DATA SUPPLIED.
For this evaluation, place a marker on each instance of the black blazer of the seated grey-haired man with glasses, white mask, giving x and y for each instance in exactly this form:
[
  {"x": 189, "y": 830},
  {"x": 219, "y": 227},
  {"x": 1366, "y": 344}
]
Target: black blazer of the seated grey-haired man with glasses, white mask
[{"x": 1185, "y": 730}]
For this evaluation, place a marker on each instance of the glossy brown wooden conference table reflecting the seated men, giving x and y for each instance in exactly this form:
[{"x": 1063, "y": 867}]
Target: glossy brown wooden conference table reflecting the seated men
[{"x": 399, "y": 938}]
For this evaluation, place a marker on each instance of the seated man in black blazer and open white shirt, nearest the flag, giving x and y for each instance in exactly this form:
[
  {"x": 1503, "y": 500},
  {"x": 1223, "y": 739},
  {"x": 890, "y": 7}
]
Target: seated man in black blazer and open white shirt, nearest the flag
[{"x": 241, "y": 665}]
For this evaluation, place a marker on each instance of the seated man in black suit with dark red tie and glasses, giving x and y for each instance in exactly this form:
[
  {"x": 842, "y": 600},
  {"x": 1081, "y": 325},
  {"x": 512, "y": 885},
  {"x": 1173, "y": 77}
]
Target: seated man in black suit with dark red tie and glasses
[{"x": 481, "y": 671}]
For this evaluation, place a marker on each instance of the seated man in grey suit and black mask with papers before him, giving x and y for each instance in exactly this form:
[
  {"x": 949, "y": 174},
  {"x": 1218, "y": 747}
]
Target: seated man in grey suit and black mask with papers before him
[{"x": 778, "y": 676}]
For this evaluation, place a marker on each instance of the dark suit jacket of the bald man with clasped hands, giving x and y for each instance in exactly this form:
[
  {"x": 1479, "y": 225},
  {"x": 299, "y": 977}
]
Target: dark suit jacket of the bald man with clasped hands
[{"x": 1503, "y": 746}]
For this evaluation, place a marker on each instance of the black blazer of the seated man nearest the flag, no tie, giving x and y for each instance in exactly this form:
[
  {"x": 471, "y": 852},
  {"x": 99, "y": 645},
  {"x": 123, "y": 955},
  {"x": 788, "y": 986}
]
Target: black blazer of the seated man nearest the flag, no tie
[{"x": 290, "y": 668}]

EXERCISE INSTRUCTIONS.
For this task, print the records again exactly as they appear.

REPLY.
For this evaluation, place a marker on each instance of the black blazer of the seated grey-haired man with glasses, white mask, giving x and y for each instance in exactly this form:
[
  {"x": 189, "y": 830},
  {"x": 219, "y": 227},
  {"x": 1366, "y": 344}
]
Target: black blazer of the seated grey-haired man with glasses, white mask
[{"x": 1185, "y": 730}]
For this evaluation, place a marker on each instance of the glossy brown wooden conference table reflecting the seated men, giving x and y for each instance in exactly this form:
[{"x": 1063, "y": 867}]
Target: glossy brown wooden conference table reflecting the seated men
[{"x": 399, "y": 938}]
For this evaluation, place a marker on each instance of the seated man in black blazer and open white shirt, nearest the flag, giving x and y for each instance in exactly this form:
[
  {"x": 1503, "y": 500},
  {"x": 1223, "y": 739},
  {"x": 890, "y": 7}
]
Target: seated man in black blazer and open white shirt, nearest the flag
[{"x": 241, "y": 665}]
For this evaluation, place a marker on each instance of the seated man in black suit with dark red tie and glasses, giving x and y for each instance in exactly this form:
[
  {"x": 842, "y": 600},
  {"x": 1081, "y": 325},
  {"x": 512, "y": 885},
  {"x": 1173, "y": 77}
]
Target: seated man in black suit with dark red tie and glasses
[{"x": 481, "y": 671}]
For this evaluation, place a marker on each instance of the seated man in grey suit and black mask with papers before him, giving x and y for each instance in exactly this form:
[
  {"x": 949, "y": 174},
  {"x": 1218, "y": 747}
]
Target: seated man in grey suit and black mask with papers before him
[{"x": 778, "y": 676}]
For this evaluation, place a marker on each instance of the dark suit jacket of the bald man with clasped hands, giving x and y for each instance in exactly this form:
[
  {"x": 1479, "y": 225},
  {"x": 299, "y": 977}
]
Target: dark suit jacket of the bald man with clasped hands
[{"x": 1503, "y": 746}]
For this evaluation, place a marker on each instance of the black blazer of the seated man nearest the flag, no tie, giving x and y for each instance in exactly this form:
[
  {"x": 471, "y": 852},
  {"x": 99, "y": 645},
  {"x": 123, "y": 955},
  {"x": 788, "y": 986}
]
Target: black blazer of the seated man nearest the flag, no tie
[{"x": 290, "y": 668}]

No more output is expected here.